ASSIGNED TASK:
Each line from the one containing "Look at the picture above. You should locate concrete pillar" through the last line of the records below is to be repeated as written, with nothing added.

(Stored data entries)
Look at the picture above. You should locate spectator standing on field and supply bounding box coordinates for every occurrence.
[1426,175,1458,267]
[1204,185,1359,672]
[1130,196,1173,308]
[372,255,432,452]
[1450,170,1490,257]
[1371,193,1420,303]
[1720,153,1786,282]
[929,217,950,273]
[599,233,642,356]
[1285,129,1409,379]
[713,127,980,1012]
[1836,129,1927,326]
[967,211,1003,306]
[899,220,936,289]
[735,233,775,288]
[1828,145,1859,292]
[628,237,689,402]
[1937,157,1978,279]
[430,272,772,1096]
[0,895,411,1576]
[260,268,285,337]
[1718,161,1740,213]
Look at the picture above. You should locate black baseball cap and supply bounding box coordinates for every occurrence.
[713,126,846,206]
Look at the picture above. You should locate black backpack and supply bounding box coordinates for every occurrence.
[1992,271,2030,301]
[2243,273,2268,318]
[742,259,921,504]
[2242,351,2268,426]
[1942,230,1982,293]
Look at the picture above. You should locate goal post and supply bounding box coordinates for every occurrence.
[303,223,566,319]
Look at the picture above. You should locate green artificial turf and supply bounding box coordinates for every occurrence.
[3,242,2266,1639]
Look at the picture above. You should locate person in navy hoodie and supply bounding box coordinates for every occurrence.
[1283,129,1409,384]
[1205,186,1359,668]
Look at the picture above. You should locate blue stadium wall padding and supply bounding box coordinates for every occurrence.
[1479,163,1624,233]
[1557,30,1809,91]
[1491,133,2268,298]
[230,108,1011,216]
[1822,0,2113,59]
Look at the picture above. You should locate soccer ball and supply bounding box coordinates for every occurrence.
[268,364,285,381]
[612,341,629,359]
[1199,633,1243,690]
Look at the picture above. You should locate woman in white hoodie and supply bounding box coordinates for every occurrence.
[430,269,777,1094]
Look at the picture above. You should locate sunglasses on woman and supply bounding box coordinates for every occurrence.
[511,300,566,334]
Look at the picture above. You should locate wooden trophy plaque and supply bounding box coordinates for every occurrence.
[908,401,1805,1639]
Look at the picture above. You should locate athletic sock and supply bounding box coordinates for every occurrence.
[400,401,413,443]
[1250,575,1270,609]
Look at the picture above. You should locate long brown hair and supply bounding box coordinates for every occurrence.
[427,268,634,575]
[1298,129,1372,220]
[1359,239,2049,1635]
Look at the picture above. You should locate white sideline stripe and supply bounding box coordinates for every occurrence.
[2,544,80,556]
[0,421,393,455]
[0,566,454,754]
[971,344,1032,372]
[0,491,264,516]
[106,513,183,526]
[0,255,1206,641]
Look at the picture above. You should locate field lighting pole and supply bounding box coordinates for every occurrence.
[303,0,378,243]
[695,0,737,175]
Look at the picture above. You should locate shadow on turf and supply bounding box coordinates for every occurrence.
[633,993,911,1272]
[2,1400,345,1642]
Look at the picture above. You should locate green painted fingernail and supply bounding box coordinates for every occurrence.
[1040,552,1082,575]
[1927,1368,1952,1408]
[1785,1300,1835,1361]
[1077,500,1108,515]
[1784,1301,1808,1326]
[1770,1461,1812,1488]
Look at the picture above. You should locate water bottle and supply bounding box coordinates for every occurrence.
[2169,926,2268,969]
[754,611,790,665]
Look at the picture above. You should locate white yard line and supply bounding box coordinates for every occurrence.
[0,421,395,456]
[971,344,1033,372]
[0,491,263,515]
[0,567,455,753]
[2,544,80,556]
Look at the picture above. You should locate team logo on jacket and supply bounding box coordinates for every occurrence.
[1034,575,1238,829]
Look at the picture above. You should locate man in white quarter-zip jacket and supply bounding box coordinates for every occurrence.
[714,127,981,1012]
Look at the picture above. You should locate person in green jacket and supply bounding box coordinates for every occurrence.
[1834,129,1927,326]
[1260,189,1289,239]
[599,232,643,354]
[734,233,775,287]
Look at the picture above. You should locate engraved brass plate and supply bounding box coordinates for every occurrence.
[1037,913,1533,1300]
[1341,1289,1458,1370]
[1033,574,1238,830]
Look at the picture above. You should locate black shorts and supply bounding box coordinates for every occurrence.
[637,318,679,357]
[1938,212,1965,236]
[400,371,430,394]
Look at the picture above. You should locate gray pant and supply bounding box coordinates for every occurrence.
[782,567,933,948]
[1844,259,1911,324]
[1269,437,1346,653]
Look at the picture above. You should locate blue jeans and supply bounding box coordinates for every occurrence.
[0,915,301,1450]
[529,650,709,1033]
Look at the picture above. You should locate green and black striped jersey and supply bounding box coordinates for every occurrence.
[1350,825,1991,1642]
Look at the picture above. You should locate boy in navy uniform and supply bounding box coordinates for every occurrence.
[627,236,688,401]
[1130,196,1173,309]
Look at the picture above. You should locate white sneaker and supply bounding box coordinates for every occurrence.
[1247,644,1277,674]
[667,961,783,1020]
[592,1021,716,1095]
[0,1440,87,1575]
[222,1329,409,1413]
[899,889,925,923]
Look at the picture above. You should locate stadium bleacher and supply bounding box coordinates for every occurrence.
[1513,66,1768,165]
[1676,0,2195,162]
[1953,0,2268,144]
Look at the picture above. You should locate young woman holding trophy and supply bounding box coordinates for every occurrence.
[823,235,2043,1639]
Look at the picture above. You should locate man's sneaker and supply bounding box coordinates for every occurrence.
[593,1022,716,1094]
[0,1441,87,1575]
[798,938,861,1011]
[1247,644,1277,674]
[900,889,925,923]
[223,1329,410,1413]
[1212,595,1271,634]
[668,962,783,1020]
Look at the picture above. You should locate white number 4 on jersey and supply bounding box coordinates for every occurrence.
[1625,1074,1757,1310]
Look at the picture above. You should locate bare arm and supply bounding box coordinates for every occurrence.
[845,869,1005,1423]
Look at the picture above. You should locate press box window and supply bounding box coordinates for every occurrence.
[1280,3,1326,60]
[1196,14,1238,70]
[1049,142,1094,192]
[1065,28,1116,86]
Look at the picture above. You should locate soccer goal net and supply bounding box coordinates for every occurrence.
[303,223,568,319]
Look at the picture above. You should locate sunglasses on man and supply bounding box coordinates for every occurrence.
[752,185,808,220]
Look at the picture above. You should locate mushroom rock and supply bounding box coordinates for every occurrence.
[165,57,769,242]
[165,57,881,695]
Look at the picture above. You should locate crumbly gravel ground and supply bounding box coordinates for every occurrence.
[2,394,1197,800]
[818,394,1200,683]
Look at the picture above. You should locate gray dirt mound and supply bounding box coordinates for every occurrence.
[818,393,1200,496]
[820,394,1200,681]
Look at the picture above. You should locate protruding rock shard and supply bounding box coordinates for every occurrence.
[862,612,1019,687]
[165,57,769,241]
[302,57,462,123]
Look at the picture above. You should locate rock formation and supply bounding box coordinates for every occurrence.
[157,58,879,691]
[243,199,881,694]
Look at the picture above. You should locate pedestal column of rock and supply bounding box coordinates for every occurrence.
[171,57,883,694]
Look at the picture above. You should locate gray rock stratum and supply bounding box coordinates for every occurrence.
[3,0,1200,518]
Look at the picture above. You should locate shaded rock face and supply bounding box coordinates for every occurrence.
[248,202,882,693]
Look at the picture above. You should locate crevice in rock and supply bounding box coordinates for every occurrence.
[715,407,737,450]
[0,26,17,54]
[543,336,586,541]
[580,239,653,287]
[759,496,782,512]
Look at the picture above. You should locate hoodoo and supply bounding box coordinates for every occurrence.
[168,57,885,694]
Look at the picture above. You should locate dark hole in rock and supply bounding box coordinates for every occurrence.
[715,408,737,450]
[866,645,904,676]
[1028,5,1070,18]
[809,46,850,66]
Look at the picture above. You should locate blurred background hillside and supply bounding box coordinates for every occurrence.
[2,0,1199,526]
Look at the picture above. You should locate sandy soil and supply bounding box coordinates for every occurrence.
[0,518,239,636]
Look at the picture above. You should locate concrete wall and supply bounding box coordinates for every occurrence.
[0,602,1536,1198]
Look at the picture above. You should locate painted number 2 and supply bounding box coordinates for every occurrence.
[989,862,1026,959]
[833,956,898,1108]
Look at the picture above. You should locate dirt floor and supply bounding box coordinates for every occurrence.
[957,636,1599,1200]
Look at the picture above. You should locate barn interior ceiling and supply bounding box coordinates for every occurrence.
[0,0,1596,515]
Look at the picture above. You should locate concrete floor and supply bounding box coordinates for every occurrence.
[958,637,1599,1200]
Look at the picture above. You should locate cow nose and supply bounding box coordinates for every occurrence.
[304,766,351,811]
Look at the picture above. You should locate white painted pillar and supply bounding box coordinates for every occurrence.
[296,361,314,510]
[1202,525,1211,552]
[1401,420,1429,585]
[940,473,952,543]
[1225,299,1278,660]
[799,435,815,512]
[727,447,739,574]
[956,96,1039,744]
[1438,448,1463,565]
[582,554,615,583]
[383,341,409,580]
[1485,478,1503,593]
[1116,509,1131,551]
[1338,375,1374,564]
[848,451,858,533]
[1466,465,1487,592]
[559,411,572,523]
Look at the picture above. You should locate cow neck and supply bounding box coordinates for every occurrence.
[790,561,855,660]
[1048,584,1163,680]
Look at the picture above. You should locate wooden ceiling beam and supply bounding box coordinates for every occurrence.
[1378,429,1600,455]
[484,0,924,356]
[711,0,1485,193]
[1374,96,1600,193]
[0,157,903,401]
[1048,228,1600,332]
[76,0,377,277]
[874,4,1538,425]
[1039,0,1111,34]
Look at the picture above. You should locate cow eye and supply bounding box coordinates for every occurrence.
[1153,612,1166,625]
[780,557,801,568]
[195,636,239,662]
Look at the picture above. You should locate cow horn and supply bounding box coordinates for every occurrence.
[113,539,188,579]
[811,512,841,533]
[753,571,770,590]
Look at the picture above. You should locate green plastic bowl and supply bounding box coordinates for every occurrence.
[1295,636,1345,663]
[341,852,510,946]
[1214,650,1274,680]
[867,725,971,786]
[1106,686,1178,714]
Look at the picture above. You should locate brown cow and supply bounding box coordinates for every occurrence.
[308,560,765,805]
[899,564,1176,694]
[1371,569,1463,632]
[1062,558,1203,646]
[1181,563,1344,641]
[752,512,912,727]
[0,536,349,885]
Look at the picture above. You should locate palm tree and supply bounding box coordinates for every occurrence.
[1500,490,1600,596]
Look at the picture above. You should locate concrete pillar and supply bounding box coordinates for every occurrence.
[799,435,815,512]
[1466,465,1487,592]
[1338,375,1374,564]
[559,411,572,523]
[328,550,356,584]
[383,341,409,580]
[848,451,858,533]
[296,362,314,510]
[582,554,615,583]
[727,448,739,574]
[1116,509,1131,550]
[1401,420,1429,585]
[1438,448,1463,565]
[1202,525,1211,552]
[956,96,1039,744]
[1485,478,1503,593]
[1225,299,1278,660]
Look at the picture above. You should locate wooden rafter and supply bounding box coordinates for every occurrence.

REPLY:
Look at the picture above. You should locate concrete pillar and supply bounding box coordinates for every occurrence.
[799,435,815,512]
[1466,465,1487,592]
[1338,375,1374,564]
[559,411,572,523]
[328,550,356,584]
[383,341,409,580]
[848,451,858,533]
[296,362,314,510]
[582,554,615,583]
[727,448,739,574]
[1116,509,1131,550]
[1401,420,1429,585]
[1438,448,1463,565]
[1202,525,1211,552]
[956,96,1039,744]
[1485,478,1503,593]
[1225,299,1278,660]
Look at the picture above. You should locate wooden rafter and supply bounding box coordinates for every occurrence.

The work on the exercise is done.